#### THE INPUT

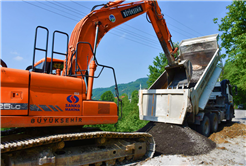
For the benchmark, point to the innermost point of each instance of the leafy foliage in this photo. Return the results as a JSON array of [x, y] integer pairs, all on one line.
[[107, 96], [233, 26], [158, 67]]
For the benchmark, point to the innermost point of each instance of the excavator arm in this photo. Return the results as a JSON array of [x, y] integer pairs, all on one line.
[[90, 30]]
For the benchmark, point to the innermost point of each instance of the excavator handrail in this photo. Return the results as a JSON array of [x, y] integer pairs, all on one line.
[[103, 66]]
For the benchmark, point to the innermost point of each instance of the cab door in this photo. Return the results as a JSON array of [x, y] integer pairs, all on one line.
[[14, 94]]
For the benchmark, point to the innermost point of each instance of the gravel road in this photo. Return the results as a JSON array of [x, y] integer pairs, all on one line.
[[230, 151]]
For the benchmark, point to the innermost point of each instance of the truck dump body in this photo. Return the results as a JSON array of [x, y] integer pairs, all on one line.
[[171, 105]]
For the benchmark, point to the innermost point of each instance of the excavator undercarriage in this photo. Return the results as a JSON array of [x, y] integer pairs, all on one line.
[[31, 147]]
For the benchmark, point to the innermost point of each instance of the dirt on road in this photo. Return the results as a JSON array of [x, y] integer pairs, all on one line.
[[174, 139], [233, 131], [230, 146]]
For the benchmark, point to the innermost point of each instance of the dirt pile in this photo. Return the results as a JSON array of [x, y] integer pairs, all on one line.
[[173, 139], [235, 130]]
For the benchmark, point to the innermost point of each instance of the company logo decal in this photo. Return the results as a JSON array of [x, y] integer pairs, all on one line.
[[112, 18], [72, 99], [131, 11]]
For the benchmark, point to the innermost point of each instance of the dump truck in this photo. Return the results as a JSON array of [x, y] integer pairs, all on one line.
[[193, 102]]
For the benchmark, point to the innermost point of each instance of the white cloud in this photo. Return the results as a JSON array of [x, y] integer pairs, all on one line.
[[123, 36], [14, 53], [18, 58]]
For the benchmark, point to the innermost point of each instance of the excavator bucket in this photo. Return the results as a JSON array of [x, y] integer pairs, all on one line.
[[179, 75], [174, 77], [165, 101]]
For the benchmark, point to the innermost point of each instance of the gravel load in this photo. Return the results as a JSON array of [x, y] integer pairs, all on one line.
[[173, 139]]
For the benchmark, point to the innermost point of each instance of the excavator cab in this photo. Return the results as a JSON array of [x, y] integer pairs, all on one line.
[[57, 66]]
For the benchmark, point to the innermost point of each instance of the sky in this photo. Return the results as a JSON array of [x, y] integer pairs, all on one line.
[[130, 48]]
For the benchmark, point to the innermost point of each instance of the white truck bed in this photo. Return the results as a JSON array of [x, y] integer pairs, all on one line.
[[171, 105]]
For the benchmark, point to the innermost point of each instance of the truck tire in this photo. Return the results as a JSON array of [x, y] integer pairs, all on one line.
[[204, 127], [213, 118]]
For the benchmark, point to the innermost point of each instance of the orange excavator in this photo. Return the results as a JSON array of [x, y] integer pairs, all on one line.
[[45, 105]]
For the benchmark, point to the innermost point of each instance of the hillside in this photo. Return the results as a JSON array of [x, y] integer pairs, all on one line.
[[127, 88]]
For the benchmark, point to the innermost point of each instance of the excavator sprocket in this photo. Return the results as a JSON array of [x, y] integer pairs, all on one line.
[[81, 148]]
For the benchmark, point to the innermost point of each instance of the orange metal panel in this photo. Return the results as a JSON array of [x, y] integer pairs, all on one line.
[[14, 85], [42, 121], [99, 108], [52, 95]]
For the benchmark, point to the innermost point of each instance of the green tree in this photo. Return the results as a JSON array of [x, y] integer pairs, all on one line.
[[107, 96], [158, 66], [233, 37]]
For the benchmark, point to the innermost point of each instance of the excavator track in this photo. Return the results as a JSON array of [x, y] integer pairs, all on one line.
[[81, 148]]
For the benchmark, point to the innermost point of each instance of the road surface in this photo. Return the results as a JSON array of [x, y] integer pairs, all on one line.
[[230, 153]]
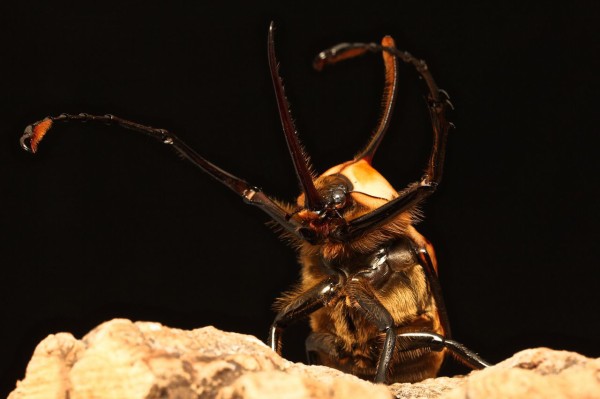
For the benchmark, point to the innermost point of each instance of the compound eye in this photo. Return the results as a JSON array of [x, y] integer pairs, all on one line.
[[338, 197]]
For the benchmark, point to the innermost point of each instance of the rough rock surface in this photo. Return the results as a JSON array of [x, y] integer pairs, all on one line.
[[122, 359]]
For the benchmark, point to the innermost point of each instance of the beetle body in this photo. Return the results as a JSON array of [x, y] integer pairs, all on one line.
[[369, 279]]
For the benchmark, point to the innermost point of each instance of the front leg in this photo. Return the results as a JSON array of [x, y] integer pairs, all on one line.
[[436, 342], [299, 307]]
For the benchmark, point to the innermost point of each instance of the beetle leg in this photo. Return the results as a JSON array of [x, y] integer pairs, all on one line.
[[389, 92], [252, 195], [437, 342], [364, 300], [438, 102], [300, 307], [320, 342]]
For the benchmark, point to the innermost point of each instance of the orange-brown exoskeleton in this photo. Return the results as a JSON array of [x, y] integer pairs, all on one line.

########

* **DIRECTION**
Please render the listing from the line containing "the dirt pile" through the line containing "[[204, 127], [213, 118]]", both included, as a two-column CSV headed input and output, one row for each text and its answer, each in a single quoted field with line breaks replaced by spaces.

* **EXERCISE RESPONSE**
input,output
"For the benchmark, point to the innermost point of each instance of the dirt pile in this photo. Return the results as a JSON array of [x, y] integer pairs, all on one line.","[[173, 139], [235, 130]]"
"For the benchmark, point to the innermost point of each instance of the company logo decal in this photo. Return the results as a JSON array of [x, y] integer pairs, all on one line.","[[112, 18], [72, 99], [131, 11]]"
"For the benchmark, point to the innermost point of each instance of the dump truck in this photo. Return the results as a JSON array of [x, y] integer pairs, all on one line.","[[193, 102]]"
"For the benchmark, point to the innermost point of each instance of the white cloud in this photo. Return the results as a JSON array of [x, y] integer pairs, all on one line.","[[123, 36], [14, 53], [18, 58]]"
"For the benchmark, point to the innermost point of each instance of the excavator bucket in this photo. Return the results as a JSON array of [x, y] integer pairs, all on one line.","[[179, 75], [174, 77], [165, 101]]"
"For the benchmark, point to the innermost point of each instance of the gravel load in this photo. Return the results as a JSON array of [x, y] integer pairs, all on one line.","[[173, 139]]"
"For the benchmark, point to the innermost point of each instance of the excavator cab in this photo. Return the results as a JSON array of [x, y] integer pairs, all on one line.","[[57, 66]]"
"For the benchmark, point to the innermost point of each instance of the sky in this photo. Return the results as a JSON array of [x, y] integer pairs, all on one line.","[[130, 48]]"
"For the benchmark, point to the innermost point of each instance of the white truck bed in this photo. Return the results as a JSON array of [x, y] integer pairs, all on one line.","[[171, 105]]"
"For the benchmark, point to the innermost point of each instance of the truck tire in this photo. Return the results as a JSON array of [x, y] integer pairs, all on one line.","[[204, 127], [213, 118]]"